AIM OF THE TASK. Set down the line that has "Note: spot the window" and each line beneath it, through the last line of the entries, exactly and with no others.

Collected data
[Start of section]

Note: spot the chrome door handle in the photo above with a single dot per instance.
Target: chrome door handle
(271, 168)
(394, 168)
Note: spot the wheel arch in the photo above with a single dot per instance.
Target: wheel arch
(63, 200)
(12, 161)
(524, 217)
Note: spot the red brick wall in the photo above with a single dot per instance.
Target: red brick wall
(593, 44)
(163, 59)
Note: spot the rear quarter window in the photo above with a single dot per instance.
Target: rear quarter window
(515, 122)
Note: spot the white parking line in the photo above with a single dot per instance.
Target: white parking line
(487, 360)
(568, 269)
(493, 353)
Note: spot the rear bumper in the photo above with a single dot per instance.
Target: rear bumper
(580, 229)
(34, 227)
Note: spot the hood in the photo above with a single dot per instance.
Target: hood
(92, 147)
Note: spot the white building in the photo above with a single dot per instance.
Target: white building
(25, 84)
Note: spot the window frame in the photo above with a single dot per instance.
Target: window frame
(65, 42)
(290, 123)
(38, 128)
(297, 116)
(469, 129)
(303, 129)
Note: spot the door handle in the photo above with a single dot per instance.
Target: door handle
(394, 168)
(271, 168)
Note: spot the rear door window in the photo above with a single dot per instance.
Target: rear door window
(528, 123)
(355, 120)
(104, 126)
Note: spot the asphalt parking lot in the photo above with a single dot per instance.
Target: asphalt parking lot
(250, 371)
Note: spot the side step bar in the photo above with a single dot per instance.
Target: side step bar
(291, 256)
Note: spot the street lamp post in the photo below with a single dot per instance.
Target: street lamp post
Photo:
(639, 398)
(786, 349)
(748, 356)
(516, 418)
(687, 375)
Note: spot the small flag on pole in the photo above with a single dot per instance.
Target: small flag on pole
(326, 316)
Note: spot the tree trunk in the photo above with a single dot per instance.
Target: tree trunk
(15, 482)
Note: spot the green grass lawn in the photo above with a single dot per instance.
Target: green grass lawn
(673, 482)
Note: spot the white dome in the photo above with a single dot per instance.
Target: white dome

[End of section]

SOLUTION TO THIS TASK.
Note: spot the window frame in the photo above with a single dot per instance.
Target: window frame
(65, 42)
(290, 123)
(38, 128)
(297, 116)
(469, 129)
(303, 129)
Note: spot the door handle in the photo above with a single dot per instance.
Target: door handle
(394, 168)
(271, 168)
Note: spot the rear door window in the photo above with a single dot per instance.
Target: rear door window
(528, 123)
(355, 120)
(104, 126)
Note: spot the asphalt parking lot in the photo above with a single dot per instance.
Target: asphalt parking lot
(250, 371)
Note: spot the side step bar in the photo above with a single dot per instance.
Target: side step bar
(291, 256)
Note: spot the street lamp post in the photo below with a single dot per instance.
Target: street lamp post
Photo:
(639, 398)
(786, 349)
(748, 356)
(516, 418)
(687, 375)
Note: spot the small flag on pole in the photo above with a single dot per instance.
Target: small flag on pole
(326, 316)
Note: spot the tree trunk in the photo above with a single dot per instance.
Target: tree trunk
(15, 482)
Note: spot the green grass lawn in the photo above with a single dot per instance.
Target: green grass lawn
(673, 482)
Note: spot the white dome in the photo above with a single dot per instance.
Target: white dome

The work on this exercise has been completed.